_Nature de la tâche_
Rédigez la suite du texte consacré à la série documentaire Les enfants invisibles, à partir de sa dernière phrase.

Qu’arrive-t-il aux enfants qui vivent avec un parent atteint de maladie mentale ? Pas grand-chose, souligne la série documentaire Les enfants invisibles. Animée par Varda Étienne, l’émission lève le voile sur la réalité de ces oubliés qui souffrent dans l’angle mort du système de santé.
L’entretien tire à sa fin lorsque la voix de Varda Étienne est étranglée par les sanglots. « On devrait aimer nos enfants davantage et les mettre en priorité », articule l’animatrice, bouleversée. Elle dit ça en repensant à certains témoignages qu’elle a récoltés, en imaginant la souffrance, la peur et l’insécurité vécues par ces enfants dont la détresse peut passer sous le radar quand l’urgence est de gérer un adulte en crise.
Varda Étienne ne s’intéresse pas aux enfants de personnes vivant avec un trouble de santé mentale par hasard. L’idée l’habite depuis 10 ans parce qu’elle est directement concernée : l’animatrice, autrice et femme d’affaires a un diagnostic de bipolarité depuis l’âge de 14 ans. Et trois enfants qui ont été témoins et qui ont écopé à des degrés divers de ses crises.
« Mon fils aîné a 29 ans. Ça fait 29 ans que je me sens coupable. Ça fait 29 ans que je pense que je ne suis pas une bonne mère », dit-elle. L’impact de sa maladie sur ses enfants, elle l’a vu notamment à travers leur anxiété et dans le sentiment d’abandon ressenti par son aîné. Les trois – Alexis, Dahlia et Sacha – racontent à l’écran ce qu’ils ont vécu… et tout l’amour qu’ils ont pour leur mère.

_Données extraites_
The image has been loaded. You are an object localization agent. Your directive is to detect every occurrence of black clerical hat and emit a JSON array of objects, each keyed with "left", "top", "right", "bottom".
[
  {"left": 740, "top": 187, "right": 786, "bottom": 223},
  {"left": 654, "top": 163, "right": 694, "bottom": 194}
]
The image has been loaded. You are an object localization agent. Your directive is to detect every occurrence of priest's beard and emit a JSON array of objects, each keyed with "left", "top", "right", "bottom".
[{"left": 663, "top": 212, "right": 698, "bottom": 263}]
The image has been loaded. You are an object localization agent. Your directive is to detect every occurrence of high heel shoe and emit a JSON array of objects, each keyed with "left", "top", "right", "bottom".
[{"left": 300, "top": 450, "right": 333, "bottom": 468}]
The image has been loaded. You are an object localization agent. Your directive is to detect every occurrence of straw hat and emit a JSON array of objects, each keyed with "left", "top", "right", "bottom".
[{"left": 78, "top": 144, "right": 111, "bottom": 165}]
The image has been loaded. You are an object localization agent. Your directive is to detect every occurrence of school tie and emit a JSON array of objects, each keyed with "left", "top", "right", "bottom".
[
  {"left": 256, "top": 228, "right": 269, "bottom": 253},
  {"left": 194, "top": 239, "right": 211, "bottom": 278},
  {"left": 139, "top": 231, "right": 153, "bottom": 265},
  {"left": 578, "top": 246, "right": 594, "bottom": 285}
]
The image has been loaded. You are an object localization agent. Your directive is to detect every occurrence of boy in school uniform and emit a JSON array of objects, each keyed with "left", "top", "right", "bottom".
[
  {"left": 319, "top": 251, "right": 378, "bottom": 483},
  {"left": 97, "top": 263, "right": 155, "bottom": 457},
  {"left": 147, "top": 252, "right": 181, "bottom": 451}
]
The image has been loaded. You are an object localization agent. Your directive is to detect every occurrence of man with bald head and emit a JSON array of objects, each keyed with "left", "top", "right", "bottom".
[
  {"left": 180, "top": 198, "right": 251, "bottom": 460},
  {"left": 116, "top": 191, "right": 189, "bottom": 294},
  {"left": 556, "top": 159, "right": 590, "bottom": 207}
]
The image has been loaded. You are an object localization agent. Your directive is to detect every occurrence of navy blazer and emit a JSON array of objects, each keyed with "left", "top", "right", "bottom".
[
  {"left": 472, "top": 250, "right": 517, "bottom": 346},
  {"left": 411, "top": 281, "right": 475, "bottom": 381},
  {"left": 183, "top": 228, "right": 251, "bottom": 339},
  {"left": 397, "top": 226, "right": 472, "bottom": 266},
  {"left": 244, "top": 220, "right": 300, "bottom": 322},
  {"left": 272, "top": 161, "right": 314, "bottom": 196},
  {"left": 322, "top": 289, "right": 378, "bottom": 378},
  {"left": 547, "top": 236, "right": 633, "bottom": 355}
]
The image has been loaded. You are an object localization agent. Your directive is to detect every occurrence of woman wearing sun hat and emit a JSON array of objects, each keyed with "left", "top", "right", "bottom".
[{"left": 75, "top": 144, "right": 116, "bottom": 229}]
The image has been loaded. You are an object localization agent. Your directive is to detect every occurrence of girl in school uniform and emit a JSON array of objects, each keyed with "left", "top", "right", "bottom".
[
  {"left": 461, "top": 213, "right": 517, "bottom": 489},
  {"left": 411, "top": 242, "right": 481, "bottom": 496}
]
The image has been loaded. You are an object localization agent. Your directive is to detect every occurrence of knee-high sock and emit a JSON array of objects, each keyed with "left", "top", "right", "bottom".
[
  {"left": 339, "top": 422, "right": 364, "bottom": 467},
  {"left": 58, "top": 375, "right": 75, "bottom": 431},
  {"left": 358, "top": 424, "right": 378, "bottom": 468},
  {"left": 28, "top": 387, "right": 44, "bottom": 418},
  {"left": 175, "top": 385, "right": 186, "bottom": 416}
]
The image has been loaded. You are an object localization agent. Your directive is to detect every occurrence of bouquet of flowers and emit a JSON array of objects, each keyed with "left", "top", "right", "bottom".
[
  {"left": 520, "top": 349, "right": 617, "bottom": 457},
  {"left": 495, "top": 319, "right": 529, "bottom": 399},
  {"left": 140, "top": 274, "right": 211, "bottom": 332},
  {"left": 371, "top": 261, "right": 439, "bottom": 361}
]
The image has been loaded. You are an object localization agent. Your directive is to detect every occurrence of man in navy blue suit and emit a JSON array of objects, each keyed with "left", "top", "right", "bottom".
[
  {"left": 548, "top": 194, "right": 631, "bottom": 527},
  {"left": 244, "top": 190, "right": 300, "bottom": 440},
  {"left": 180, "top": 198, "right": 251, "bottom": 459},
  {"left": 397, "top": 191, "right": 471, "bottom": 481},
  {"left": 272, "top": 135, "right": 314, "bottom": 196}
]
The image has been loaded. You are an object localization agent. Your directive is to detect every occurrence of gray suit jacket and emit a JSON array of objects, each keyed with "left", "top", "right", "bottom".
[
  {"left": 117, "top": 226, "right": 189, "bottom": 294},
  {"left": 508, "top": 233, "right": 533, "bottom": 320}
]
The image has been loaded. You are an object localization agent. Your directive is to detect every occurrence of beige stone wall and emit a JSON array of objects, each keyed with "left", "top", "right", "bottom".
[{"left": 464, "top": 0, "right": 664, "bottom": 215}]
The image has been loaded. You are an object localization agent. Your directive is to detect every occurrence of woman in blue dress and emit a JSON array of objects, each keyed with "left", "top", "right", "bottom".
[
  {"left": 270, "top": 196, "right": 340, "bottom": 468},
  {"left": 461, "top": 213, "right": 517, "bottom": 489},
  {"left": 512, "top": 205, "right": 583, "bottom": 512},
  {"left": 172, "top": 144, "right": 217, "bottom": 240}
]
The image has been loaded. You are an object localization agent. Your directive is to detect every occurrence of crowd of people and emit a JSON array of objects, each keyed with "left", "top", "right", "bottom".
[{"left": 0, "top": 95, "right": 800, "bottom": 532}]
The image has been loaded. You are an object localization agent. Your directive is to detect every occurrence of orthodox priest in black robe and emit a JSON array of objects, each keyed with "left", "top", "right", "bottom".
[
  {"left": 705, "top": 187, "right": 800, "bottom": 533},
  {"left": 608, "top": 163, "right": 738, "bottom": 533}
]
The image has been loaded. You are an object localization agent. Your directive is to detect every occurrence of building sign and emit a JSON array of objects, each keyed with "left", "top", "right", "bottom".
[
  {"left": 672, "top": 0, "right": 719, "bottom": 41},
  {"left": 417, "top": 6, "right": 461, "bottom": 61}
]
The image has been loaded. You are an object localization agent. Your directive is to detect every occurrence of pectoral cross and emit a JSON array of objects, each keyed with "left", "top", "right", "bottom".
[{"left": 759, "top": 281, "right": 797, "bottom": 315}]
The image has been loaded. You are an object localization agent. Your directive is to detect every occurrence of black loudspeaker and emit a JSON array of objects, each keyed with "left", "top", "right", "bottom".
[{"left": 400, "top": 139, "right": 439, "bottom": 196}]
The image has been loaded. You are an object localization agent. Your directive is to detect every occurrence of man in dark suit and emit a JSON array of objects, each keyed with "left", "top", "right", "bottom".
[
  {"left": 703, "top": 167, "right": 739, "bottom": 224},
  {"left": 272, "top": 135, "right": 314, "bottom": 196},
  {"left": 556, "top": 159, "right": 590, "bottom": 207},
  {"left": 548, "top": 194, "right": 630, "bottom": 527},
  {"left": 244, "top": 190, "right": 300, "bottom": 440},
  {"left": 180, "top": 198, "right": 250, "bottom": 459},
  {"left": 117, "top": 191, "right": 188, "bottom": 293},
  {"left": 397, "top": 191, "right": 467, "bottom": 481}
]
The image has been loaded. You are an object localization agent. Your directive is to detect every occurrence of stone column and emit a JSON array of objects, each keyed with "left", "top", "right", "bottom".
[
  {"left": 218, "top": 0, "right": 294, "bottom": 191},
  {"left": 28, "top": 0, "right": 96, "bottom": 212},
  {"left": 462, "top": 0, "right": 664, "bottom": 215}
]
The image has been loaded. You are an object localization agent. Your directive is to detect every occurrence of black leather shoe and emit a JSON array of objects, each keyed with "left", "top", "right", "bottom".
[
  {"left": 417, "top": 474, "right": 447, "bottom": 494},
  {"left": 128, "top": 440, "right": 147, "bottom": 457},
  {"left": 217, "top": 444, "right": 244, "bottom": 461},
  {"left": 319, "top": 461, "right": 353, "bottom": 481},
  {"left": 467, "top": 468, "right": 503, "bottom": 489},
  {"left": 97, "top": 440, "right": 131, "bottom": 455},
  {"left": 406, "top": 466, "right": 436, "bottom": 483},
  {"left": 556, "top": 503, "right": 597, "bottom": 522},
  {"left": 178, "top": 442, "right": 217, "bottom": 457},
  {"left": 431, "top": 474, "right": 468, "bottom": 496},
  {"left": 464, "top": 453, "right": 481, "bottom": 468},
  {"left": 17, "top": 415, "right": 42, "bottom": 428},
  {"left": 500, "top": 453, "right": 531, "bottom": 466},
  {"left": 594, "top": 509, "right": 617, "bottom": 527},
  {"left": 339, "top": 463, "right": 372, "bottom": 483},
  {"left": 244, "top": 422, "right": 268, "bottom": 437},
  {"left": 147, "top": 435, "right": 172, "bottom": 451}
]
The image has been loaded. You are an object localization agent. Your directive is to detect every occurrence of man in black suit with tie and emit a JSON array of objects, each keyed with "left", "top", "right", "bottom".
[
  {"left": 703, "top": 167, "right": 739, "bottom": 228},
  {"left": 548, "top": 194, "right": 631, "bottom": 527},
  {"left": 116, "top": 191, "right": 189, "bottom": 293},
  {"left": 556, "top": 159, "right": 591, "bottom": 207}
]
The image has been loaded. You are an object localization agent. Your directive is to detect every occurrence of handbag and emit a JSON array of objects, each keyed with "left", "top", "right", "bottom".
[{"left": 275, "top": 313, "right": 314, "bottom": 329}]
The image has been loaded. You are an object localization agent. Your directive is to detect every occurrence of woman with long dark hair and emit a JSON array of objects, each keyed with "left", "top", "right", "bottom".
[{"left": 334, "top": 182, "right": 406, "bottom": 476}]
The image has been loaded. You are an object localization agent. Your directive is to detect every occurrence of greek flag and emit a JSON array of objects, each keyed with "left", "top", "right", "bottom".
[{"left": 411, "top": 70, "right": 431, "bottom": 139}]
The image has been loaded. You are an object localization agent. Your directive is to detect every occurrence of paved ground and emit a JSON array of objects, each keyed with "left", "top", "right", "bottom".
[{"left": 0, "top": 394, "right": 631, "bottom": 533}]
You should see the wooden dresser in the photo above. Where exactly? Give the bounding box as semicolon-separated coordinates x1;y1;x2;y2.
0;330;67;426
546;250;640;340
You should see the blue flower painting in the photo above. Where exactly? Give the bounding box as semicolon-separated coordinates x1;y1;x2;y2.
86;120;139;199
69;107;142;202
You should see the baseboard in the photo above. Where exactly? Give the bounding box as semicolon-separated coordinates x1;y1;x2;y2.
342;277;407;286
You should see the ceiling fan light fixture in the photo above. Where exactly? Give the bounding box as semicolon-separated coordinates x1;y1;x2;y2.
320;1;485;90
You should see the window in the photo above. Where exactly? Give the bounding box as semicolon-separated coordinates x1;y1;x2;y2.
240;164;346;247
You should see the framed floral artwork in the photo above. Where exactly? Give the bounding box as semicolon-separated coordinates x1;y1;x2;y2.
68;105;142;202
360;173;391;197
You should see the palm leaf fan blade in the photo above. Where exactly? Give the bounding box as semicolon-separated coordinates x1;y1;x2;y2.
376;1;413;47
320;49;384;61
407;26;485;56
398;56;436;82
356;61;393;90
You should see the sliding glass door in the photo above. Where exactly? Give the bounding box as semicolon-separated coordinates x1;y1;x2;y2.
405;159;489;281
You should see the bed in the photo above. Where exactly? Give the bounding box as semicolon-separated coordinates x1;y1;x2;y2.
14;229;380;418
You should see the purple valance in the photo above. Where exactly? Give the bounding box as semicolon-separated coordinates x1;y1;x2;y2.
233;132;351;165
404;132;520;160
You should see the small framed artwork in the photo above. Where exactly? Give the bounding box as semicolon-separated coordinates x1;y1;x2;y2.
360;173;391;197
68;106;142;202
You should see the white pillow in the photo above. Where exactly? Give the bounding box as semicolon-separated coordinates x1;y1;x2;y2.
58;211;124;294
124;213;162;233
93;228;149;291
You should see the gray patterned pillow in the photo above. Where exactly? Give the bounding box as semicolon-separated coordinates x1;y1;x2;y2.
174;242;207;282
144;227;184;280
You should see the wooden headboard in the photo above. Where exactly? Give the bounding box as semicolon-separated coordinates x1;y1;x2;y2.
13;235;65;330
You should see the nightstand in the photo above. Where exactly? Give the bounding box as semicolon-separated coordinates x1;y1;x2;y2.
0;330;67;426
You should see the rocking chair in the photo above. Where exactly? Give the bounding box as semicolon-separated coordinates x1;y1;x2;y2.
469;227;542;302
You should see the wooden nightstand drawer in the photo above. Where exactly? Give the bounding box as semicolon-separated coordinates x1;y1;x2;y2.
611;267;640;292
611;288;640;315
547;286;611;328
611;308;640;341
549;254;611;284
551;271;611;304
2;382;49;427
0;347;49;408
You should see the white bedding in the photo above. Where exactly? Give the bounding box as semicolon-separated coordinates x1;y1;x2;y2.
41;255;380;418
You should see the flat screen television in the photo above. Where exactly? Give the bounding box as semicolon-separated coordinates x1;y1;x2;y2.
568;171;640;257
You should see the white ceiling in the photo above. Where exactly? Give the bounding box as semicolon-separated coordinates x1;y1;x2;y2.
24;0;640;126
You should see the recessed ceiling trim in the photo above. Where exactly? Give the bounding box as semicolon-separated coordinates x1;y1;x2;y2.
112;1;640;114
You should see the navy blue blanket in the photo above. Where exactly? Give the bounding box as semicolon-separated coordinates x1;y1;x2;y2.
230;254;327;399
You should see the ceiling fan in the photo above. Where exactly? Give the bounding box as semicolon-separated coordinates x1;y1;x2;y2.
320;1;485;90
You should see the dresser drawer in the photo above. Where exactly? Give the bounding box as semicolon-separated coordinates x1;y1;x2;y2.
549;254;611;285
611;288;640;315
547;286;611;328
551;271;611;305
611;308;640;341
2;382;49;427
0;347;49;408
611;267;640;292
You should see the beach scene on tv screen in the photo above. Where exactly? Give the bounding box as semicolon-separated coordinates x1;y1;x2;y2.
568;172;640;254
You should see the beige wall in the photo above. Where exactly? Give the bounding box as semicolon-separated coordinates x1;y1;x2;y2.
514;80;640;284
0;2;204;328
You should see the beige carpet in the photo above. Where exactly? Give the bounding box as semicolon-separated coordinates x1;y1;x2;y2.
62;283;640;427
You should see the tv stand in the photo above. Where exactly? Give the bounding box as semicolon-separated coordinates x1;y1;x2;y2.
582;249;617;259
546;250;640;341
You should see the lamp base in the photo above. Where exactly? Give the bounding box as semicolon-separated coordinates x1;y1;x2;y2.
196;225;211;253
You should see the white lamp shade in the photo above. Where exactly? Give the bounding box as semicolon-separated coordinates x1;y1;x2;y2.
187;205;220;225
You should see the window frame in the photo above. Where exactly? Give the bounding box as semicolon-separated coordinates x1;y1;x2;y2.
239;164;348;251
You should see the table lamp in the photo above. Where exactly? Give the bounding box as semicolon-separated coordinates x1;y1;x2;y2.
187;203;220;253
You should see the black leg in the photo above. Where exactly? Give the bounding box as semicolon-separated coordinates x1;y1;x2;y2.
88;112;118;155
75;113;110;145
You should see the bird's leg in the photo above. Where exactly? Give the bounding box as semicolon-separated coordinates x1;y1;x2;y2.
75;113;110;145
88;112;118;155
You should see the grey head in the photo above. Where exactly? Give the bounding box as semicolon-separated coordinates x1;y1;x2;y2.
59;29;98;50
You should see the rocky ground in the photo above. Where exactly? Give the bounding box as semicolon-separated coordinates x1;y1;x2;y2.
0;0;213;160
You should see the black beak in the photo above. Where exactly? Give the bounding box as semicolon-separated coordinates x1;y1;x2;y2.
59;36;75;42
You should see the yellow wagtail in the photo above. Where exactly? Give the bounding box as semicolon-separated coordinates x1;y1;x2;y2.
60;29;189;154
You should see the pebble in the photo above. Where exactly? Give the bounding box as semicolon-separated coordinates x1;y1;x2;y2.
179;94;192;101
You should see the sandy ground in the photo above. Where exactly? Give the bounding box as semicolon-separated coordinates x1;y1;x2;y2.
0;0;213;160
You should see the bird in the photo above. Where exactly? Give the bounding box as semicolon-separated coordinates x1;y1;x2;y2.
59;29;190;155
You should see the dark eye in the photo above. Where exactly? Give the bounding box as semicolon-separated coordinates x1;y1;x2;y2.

_Réponse au problème_
Ils ne sont pas les seuls. « Plein de gens, plein d’enfants de différents âges ont voulu témoigner, assure Varda Étienne. Pour des questions de légalité et tout ça, les gens qui témoignent sont tous des adultes, mais il y avait des adolescents qui voulaient témoigner aussi. »
Que les expériences vécues par Mathieu Caron ou l’humoriste François Bellefeuille datent de plusieurs décennies ne change pas grand-chose au portrait, selon l’animatrice. Les enfants qui vivent avec un parent atteint d’une maladie mentale sont encore dans l’angle mort de la société et du système de santé. « Il n’y a rien. Rien de chez rien », insiste-t-elle.
La série Les enfants invisibles parle du tabou de la maladie mentale, bien sûr. Elle met aussi au jour les sentiments déchirants ressentis par les enfants : l’amour inconditionnel pour leur parent… et la conviction intime que ça ne tourne pas rond.
Souvent, sans que rien ni personne ne soit là pour les aider à comprendre ce qui se passe.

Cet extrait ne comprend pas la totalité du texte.